■ EXCERPTED PASSAGE ■
:::
The Hemp Connection + supplements

A great example of why too much focus on carbs may actually hurt your PCOS success

If cutting carbs was the only dietary strategy needed to help PCOS, this blog wouldn't exist. There are clearly thousands of women, based on the traffic statistics for this blog, who've tried that approach without success.

One of the food groups that gets cut out of the diet when we worry too much about carbohydrates, is fruit. And fruits are just loaded with antioxidants that are showing potential to help balance our biochemistry.

Resveratrol is one of those anti-oxidants. It is a compound well recognized for its benefits in reducing cancer risk, inflammation, cardiovascular disease, blood clotting, and other aging-related issues. It is actually a compound that some plants have the ability to produce to fight off pathogens that threaten their own health, that turns out to have the same ability in humans.

A recent study specifically done with PCOS suggests that it has potential for women with this syndrome.

In rats, resveratrol was shown to reduce the excess growth of ovarian tissue. It also inhibited the tendency for insulin to promote this type of excess tissue growth.

Where do you get this great stuff?

1. Red grapes, blueberries, bilberries, and cranberries. Bilberry extract is most commonly found in supplement form. The other fruits are often taken out of a low-carbohydrate diet. Don't make this mistake!

2. Red wine. For those of you who are trying to conceive, please exercise caution with this choice. It's best to pursue the nonalcoholic options provided here. But if you are not in that category, consider enjoying a glass of red wine with dinner tonight! Spanish red wines and New York pinot noirs are your best option, they've been found to have the highest resveratrol concentrations.

3. Peanuts and peanut butter. I love this one. Sometimes we think nutrition has to be complicated…but a PB and grape J sandwich is a perfect PCOS-friendly lunch!
:::
■ THE DATA ■
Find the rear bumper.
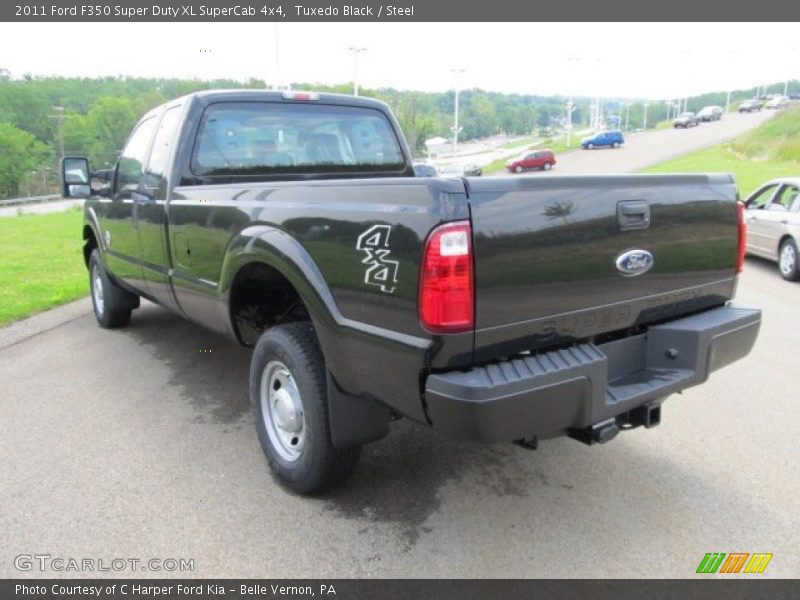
:::
■ DIRECTIONS ■
Reproduce the PCOS and resveratrol post word for word, covering the stretch from "One of the food" through "this great stuff?".

■ REPLY TO THE EXERCISE ■
One of the food groups that gets cut out of the diet when we worry too much about carbohydrates, is fruit. And fruits are just loaded with antioxidants that are showing potential to help balance our biochemistry.

Resveratrol is one of those anti-oxidants. It is a compound well recognized for its benefits in reducing cancer risk, inflammation, cardiovascular disease, blood clotting, and other aging-related issues. It is actually a compound that some plants have the ability to produce to fight off pathogens that threaten their own health, that turns out to have the same ability in humans.

A recent study specifically done with PCOS suggests that it has potential for women with this syndrome.

In rats, resveratrol was shown to reduce the excess growth of ovarian tissue. It also inhibited the tendency for insulin to promote this type of excess tissue growth.

Where do you get this great stuff?